-------- Material supplied

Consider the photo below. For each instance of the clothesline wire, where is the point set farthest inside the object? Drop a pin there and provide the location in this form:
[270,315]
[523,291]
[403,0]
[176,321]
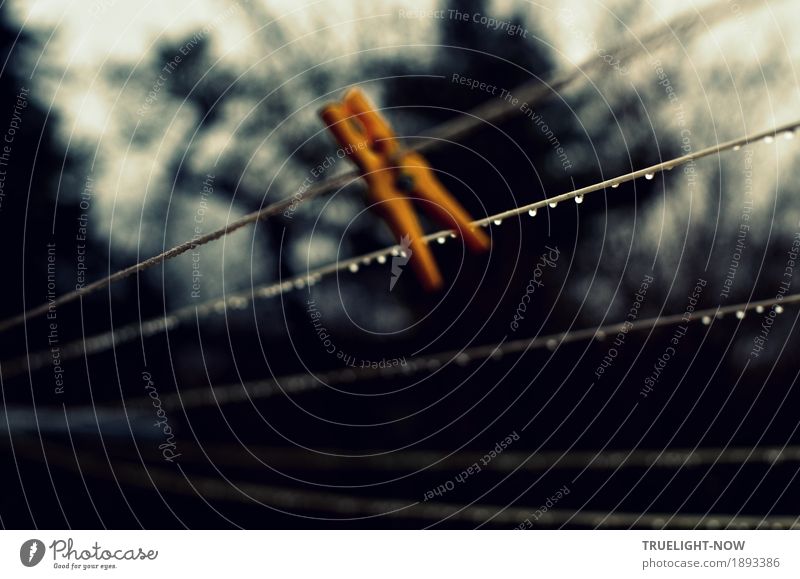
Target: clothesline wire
[492,111]
[299,383]
[238,300]
[294,501]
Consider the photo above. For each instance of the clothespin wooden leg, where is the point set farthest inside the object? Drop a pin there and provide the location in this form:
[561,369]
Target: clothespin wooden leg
[399,214]
[442,205]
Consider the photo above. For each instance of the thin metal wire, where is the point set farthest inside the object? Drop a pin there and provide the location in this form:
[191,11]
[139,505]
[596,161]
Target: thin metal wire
[490,112]
[299,383]
[293,501]
[233,455]
[240,300]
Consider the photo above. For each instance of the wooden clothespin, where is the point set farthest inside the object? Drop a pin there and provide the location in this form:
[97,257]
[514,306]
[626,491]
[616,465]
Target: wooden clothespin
[394,176]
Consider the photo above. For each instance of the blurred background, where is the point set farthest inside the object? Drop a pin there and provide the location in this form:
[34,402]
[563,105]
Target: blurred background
[136,126]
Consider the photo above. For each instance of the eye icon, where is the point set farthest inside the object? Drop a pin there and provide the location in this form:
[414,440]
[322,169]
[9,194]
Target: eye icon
[31,553]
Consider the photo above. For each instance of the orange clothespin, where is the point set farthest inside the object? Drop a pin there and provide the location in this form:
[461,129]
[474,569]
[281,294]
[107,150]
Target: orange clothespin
[394,175]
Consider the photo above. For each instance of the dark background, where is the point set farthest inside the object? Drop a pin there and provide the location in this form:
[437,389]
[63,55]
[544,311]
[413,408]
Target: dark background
[98,474]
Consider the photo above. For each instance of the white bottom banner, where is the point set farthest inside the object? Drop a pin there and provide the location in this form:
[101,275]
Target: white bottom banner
[400,554]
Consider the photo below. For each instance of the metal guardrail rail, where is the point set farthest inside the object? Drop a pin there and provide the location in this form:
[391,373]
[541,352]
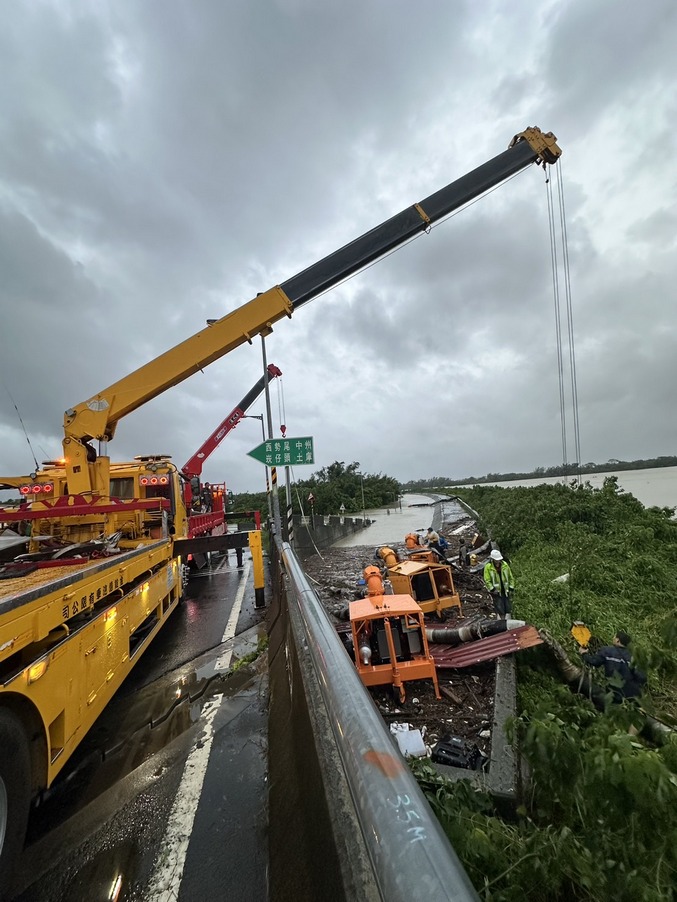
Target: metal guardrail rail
[409,852]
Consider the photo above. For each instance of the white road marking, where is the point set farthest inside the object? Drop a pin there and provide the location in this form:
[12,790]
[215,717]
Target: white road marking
[224,661]
[165,882]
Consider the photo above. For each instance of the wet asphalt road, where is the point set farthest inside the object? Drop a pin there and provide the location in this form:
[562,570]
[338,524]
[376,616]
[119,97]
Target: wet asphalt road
[166,797]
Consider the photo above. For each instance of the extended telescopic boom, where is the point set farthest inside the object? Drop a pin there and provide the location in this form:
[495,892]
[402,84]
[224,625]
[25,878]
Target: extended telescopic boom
[98,417]
[193,467]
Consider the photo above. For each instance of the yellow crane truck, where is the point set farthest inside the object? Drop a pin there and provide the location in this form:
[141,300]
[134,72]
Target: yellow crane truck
[102,544]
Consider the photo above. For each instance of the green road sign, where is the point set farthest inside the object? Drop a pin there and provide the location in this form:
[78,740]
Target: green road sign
[284,452]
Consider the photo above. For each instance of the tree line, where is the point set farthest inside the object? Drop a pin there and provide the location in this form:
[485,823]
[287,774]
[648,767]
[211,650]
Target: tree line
[573,469]
[338,488]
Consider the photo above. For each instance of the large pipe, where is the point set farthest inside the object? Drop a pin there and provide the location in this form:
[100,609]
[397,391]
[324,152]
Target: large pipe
[472,631]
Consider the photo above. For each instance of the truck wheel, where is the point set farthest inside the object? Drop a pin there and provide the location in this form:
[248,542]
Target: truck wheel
[15,795]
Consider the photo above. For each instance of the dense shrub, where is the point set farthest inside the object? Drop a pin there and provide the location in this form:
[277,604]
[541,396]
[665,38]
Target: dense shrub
[598,818]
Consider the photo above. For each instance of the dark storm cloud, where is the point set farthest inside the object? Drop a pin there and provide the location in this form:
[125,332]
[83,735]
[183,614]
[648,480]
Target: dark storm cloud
[161,163]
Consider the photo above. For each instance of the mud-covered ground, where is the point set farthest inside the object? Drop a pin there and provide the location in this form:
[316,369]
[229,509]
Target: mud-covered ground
[466,707]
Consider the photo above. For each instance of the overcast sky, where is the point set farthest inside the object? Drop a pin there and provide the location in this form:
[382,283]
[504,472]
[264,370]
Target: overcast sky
[161,162]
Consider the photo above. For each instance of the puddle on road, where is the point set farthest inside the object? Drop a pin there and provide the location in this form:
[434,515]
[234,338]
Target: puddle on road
[135,727]
[106,877]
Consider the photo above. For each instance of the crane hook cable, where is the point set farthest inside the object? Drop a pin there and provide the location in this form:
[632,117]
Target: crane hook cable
[23,426]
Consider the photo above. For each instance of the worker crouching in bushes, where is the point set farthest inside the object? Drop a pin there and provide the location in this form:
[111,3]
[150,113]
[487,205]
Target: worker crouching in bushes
[625,681]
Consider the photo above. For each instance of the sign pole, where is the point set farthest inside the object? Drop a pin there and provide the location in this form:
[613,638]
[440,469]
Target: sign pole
[273,470]
[290,515]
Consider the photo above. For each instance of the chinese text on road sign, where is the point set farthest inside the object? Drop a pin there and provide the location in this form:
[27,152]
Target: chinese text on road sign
[284,452]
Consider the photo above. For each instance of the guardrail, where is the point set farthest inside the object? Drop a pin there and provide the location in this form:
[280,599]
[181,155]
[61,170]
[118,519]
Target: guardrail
[389,845]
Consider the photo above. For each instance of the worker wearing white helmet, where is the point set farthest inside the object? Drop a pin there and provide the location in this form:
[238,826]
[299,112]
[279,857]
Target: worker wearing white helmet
[500,582]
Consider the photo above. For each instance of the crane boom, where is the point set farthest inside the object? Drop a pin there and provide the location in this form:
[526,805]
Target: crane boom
[193,466]
[97,417]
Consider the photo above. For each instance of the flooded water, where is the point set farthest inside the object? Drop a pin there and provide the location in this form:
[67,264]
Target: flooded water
[416,513]
[654,488]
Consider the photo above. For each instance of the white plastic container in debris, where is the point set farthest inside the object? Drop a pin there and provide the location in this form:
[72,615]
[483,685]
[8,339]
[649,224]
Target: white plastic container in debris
[410,742]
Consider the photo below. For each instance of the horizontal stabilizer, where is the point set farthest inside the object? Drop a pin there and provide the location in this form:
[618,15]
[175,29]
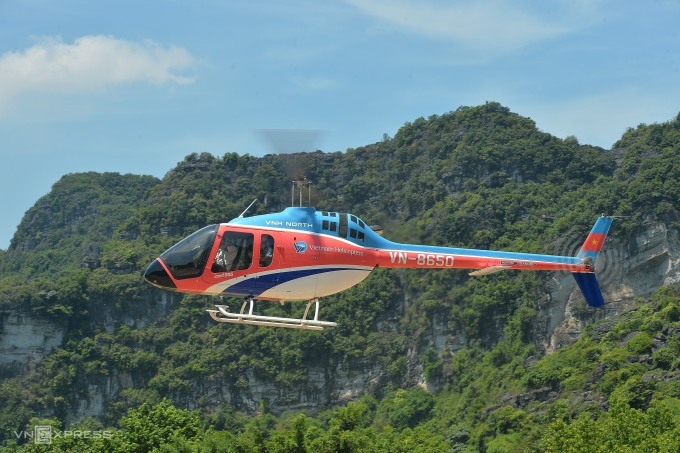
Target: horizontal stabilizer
[590,288]
[487,270]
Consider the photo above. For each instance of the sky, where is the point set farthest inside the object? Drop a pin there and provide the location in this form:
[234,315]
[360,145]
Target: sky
[135,86]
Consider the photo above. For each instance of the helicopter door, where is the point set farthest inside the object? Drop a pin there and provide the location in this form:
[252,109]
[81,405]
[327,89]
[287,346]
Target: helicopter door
[234,254]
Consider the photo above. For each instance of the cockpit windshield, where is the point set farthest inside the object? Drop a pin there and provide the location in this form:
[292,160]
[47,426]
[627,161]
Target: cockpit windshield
[188,257]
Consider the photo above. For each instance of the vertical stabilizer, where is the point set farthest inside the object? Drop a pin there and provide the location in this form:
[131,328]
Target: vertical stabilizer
[587,282]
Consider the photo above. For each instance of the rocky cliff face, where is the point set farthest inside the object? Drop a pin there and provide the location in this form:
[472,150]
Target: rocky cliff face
[25,340]
[627,268]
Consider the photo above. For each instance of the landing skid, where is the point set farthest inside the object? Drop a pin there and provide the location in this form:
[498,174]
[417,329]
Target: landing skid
[222,314]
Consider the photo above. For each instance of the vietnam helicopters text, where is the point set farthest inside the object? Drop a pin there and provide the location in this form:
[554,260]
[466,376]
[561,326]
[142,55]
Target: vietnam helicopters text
[302,254]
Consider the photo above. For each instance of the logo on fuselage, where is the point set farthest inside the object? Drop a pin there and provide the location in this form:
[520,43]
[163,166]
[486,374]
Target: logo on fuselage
[300,246]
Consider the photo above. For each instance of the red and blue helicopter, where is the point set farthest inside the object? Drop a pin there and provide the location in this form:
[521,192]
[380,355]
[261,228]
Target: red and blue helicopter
[302,254]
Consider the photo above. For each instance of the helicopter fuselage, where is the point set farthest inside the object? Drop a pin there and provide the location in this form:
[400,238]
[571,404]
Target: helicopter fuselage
[305,254]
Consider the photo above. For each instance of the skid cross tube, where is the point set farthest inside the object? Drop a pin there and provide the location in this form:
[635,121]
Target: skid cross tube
[222,314]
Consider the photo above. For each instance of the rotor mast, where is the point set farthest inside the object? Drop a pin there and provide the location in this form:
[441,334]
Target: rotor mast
[300,185]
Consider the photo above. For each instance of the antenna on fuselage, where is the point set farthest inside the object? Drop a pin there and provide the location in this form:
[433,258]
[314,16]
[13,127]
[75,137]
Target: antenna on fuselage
[249,206]
[301,184]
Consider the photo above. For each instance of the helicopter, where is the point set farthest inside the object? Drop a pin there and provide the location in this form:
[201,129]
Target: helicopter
[301,254]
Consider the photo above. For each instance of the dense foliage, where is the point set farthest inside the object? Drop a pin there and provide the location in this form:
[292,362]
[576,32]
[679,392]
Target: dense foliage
[478,177]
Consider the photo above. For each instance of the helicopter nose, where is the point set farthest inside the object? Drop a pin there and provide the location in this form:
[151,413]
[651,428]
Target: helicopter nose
[158,276]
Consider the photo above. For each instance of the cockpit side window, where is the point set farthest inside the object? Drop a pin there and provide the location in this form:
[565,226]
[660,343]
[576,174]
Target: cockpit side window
[188,257]
[235,252]
[266,250]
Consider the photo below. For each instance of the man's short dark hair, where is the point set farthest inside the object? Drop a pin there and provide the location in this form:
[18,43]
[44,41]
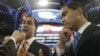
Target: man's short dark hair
[74,5]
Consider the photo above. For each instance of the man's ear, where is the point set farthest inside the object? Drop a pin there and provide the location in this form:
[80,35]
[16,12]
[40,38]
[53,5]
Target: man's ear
[79,10]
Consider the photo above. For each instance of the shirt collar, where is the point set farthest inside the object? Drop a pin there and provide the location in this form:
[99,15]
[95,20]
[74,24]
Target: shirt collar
[30,40]
[83,27]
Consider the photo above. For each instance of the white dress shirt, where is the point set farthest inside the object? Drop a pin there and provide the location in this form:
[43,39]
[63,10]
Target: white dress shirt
[81,29]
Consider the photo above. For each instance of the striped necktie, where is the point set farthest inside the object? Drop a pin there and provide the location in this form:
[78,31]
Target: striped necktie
[22,48]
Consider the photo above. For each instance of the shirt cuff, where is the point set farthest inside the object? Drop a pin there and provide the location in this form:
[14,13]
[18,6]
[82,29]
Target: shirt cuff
[59,51]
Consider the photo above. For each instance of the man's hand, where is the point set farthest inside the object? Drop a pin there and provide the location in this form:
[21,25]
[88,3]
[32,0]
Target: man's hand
[18,36]
[65,33]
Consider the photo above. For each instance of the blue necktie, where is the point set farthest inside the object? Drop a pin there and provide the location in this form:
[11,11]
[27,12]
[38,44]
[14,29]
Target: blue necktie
[76,38]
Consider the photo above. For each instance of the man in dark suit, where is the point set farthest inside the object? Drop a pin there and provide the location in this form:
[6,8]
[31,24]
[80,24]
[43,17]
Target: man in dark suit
[74,18]
[8,46]
[29,27]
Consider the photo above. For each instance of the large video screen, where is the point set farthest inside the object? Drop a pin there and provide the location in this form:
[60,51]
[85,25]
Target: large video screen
[48,34]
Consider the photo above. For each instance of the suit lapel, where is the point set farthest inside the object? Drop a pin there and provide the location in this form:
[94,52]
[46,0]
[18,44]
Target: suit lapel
[85,34]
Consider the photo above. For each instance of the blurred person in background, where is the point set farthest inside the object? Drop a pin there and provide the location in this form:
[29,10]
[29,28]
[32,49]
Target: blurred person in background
[8,47]
[74,18]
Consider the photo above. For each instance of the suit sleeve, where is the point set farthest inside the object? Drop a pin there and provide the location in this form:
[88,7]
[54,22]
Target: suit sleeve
[8,49]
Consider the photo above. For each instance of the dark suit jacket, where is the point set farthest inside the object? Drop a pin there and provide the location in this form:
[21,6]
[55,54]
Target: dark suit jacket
[89,43]
[35,47]
[8,49]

----------------

Task objective: Could you find every line in the records above that has the string "below" and copy it?

Response to this exercise:
Consider the photo below. For each instance of the clothesline wire, where is the point set farthest inside the object? Drop a pin there and provide the location in this form:
Consider the photo below. For each instance of the metal guardrail rail, where is the point set farthest inside the object? Drop a pin there and provide the location in this form:
Consider the photo below. For each instance of the horizontal stabilizer, where is the point set farthest inside the object? Drop a pin there and provide the location in this form:
Consider the photo below. For each instance of the man's short dark hair, where is the point set farthest inside the object? Drop a pin there and provide the location in this form:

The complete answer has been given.